### EXCERPTED PASSAGE

============================================================

Reframing Biological Potency In SBRT: A Damage–Commitment Index Framework Incorporating Sublethal Damage Repair Saturation and Immune Effects.
Abstract
Purpose
Ablative hypofractionated radiotherapy(AHRT), including stereotactic body radiotherapy(SBRT) and stereotactic radiosurgery(SRS), achieves tumor control that is not reliably predicted by Linear–Quadratic (LQ) model. Clinical observations of failure of BED equivalence, linear high-dose survival tails, delayed tumor regression, and strong fraction-size dependence, indicate a fundamental shift at high dose per fraction. This work develops a unified mechanistic framework to explain this transition and provide a biologically interpretable alternative to extrapolative LQ model.
Methods
A damage–commitment index(DCI) model is formulated in which radiation dose induces a reparable sublethal damage(SLD) reservoir followed by delayed lethal commitment. Damage induction during delivery is described by dR/dD=ηN(D) (1) where η and N(D) are damage induction efficiency (Gy−1) and number of viable clonogenic cells at dose D(Gy), respectively. Eq.(1) produces quadratic-leading behavior at low dose. Post-irradiation dynamics follow dR/dt=–[µ+λc(D)]R (2) and λc(D)=(λ0D)/(Ds+D) (3) Where µ is intrinsic repair constant, Ds is SLD repair saturation dose, λ0 and are saturating lethal commitment rates at maximum and dose D, respectively. Survival is given by S=exp[–∫ο∞ λc(D)R(t)dt] (4) For SBRT, biological potency is summarized by DCI as DCI=∑i=1n [Di/(Ds+Di)][1+ΥDi/(Di+DI)] (5) where Di is the dose/fraction of ith fraction and DI is the dose/fraction at which immune amplification reaches 50% of its maximum. This formulation incorporates SLD repair saturation and immune amplification. The model is embedded in a hierarchical time-to-event survival framework to analyze heterogeneous SBRT datasets.
Results
The model reproduces classical LQ-like behavior at lower doses(≤5Gy) and exhibits linearity above 10–12Gy. For lung SBRT regimens of 3×18Gy versus 5×10Gy(≅BED), DCI differed by 35–40%, consistent with reported 10–15% differences in local control. Immune-mediated clearance shortened predicted tumor regression times by 25%.
Conclusion
AHRT operates in a commitment-dominated regime beyond classical fractionation theory. The framework explains LQ model failure and provides a radiobiological-grounded tool for SBRT/SRS optimization.

============================================================

### DATA FOR REVIEW

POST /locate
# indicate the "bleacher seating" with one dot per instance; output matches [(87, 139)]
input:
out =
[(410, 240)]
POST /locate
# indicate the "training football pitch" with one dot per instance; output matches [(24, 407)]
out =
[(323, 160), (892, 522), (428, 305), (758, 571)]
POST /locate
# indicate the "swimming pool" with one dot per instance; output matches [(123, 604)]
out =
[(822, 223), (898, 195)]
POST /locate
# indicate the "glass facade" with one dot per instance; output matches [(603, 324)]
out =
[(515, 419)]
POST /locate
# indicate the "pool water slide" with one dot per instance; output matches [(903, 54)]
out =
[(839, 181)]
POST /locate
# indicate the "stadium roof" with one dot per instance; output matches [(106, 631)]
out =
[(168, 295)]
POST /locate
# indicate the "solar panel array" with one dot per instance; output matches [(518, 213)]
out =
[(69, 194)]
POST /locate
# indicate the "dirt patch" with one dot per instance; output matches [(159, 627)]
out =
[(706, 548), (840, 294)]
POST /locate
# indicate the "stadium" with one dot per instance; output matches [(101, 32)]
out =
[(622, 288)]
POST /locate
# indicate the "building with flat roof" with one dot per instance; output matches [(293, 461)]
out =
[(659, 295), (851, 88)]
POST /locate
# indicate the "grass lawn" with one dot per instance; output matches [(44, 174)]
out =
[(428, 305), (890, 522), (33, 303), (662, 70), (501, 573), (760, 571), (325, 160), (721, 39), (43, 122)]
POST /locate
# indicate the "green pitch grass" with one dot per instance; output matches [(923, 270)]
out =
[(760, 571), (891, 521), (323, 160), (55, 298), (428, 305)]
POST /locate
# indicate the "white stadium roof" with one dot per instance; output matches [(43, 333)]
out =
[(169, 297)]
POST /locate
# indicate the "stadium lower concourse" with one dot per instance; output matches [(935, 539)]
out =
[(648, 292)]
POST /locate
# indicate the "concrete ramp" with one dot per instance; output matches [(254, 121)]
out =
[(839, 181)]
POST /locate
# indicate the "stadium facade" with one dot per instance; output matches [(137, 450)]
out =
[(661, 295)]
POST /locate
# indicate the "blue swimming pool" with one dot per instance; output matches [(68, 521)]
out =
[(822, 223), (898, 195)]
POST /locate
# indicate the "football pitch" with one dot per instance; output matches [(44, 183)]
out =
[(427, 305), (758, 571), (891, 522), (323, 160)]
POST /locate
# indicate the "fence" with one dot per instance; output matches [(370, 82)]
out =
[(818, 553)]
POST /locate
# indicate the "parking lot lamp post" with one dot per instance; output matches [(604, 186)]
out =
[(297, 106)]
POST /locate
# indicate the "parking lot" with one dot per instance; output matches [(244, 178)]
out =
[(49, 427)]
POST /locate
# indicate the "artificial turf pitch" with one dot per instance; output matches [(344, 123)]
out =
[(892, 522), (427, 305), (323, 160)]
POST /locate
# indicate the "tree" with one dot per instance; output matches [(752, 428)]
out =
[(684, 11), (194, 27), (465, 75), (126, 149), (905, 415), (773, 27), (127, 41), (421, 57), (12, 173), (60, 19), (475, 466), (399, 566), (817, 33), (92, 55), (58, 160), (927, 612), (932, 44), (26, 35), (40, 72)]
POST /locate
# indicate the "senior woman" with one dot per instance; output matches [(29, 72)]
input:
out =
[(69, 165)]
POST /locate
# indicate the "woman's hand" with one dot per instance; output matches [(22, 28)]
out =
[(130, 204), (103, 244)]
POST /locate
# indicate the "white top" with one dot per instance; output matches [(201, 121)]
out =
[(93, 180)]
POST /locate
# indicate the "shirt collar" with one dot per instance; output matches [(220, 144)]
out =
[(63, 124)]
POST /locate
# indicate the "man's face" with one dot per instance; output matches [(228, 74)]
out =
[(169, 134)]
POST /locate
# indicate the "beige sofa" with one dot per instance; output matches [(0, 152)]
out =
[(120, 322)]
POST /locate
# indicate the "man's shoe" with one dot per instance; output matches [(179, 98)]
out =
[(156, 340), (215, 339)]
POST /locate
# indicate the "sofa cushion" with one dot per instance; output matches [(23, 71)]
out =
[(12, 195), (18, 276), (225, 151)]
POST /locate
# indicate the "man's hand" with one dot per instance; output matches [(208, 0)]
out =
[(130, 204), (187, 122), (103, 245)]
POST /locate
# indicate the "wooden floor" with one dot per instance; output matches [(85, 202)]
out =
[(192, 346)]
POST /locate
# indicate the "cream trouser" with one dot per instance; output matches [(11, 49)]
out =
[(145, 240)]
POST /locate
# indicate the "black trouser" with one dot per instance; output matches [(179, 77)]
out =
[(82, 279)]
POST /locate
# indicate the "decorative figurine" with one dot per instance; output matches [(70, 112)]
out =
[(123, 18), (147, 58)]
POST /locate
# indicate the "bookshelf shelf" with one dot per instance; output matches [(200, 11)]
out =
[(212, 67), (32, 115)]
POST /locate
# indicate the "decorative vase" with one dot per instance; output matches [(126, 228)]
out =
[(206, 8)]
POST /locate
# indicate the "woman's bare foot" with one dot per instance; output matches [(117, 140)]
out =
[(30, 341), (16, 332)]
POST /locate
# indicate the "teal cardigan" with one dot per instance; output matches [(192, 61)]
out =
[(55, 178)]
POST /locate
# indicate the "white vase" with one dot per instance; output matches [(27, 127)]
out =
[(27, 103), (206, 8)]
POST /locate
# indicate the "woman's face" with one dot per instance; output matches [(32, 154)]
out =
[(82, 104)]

============================================================

### WHAT TO DO
A: Do these statements agree with the SBRT abstract? (i) The model shows LQ-like behavior at doses of 5 Gy or less. (ii) Immune-mediated clearance lengthened predicted tumor regression times. (iii) For the two lung SBRT regimens compared, DCI differed by 10–15%. Answer yes or no for each, and quote the words that decide it.
B: List every clinical observation that the SBRT abstract says points to a basic shift at high dose per fraction.
C: Reproduce the stretch of the SBRT abstract from "Reframing Biological Potency" through "extrapolative LQ model.".

### ANSWERS BY ITEM
A:
(i) Yes: "The model reproduces classical LQ-like behavior at lower doses(≤5Gy)"
(ii) No: "Immune-mediated clearance shortened predicted tumor regression times by 25%"
(iii) No: "DCI differed by 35–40%"

B:
- failure of BED equivalence
- linear high-dose survival tails
- delayed tumor regression
- strong fraction-size dependence

C:
Reframing Biological Potency In SBRT: A Damage–Commitment Index Framework Incorporating Sublethal Damage Repair Saturation and Immune Effects.
Abstract
Purpose
Ablative hypofractionated radiotherapy(AHRT), including stereotactic body radiotherapy(SBRT) and stereotactic radiosurgery(SRS), achieves tumor control that is not reliably predicted by Linear–Quadratic (LQ) model. Clinical observations of failure of BED equivalence, linear high-dose survival tails, delayed tumor regression, and strong fraction-size dependence, indicate a fundamental shift at high dose per fraction. This work develops a unified mechanistic framework to explain this transition and provide a biologically interpretable alternative to extrapolative LQ model.